What to do - Output all of the records exactly as written.

Saved entries:
· · ·
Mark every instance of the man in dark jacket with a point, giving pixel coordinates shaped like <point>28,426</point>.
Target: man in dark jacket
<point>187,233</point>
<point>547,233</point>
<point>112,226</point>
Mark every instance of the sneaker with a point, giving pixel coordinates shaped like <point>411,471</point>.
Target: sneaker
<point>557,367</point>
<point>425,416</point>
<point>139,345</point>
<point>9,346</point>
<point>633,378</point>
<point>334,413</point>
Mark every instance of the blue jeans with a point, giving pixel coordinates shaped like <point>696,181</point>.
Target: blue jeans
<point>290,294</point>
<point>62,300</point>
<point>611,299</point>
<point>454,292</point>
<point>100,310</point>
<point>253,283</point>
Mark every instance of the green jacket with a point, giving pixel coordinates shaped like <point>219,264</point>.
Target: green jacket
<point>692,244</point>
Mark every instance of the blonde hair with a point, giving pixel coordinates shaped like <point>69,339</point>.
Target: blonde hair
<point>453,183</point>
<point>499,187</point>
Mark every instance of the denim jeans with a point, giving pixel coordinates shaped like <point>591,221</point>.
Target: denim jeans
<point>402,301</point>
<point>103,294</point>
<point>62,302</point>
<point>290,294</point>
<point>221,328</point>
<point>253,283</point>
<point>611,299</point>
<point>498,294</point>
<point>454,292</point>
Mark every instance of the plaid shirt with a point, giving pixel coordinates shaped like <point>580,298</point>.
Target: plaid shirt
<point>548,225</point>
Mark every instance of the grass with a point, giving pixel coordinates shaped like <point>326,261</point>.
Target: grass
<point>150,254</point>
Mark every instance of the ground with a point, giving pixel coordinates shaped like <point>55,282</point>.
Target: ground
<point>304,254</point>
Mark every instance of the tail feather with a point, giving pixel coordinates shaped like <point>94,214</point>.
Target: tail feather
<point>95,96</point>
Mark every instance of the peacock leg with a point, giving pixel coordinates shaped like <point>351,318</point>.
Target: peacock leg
· · ·
Answer -
Mark every instance of the man in dark jacket with a point, giving pixel coordinates shaped like <point>28,426</point>.
Target: man in dark jacket
<point>187,233</point>
<point>547,233</point>
<point>112,226</point>
Mark every instance of the sneaker with a point, giving pixel coordinates shaped like <point>411,471</point>.
Target: sneaker
<point>557,367</point>
<point>425,416</point>
<point>139,345</point>
<point>9,346</point>
<point>633,378</point>
<point>334,413</point>
Mark every instance of the blue jeans with a point, giving pixel coordinates shaped like <point>696,181</point>.
Target: blue jeans
<point>290,294</point>
<point>62,300</point>
<point>611,299</point>
<point>454,292</point>
<point>100,310</point>
<point>253,283</point>
Mark every instance of the green jacket with a point, giving pixel coordinates shaped like <point>219,264</point>.
Target: green jacket
<point>692,244</point>
Mark every instance of the blonde hair with a point, giving pixel coordinates shaped like <point>69,339</point>.
Target: blonde hair
<point>453,183</point>
<point>499,187</point>
Mark every instance of the denim jeans with a point, giving pixel coordinates shaped like <point>591,221</point>.
Target: denim jeans
<point>402,301</point>
<point>103,294</point>
<point>62,302</point>
<point>290,294</point>
<point>221,328</point>
<point>253,283</point>
<point>611,299</point>
<point>498,294</point>
<point>454,292</point>
Mark every instance of the plaid shirt with a point, giving pixel coordinates shaped like <point>580,298</point>.
Target: plaid shirt
<point>548,225</point>
Mark every instance of the grass with a point, giving pixel coordinates shaped like <point>326,261</point>.
Target: grass
<point>150,254</point>
Mark every instance of the ground with a point, giving pixel coordinates shaped like <point>55,282</point>.
Target: ground
<point>304,254</point>
Mark every instance of the tail feather with a point, giving pixel coordinates shaped like <point>94,214</point>.
Target: tail feather
<point>95,96</point>
Mark every instance of the peacock leg with a point, giving pixel coordinates shaped like <point>351,318</point>.
Target: peacock leg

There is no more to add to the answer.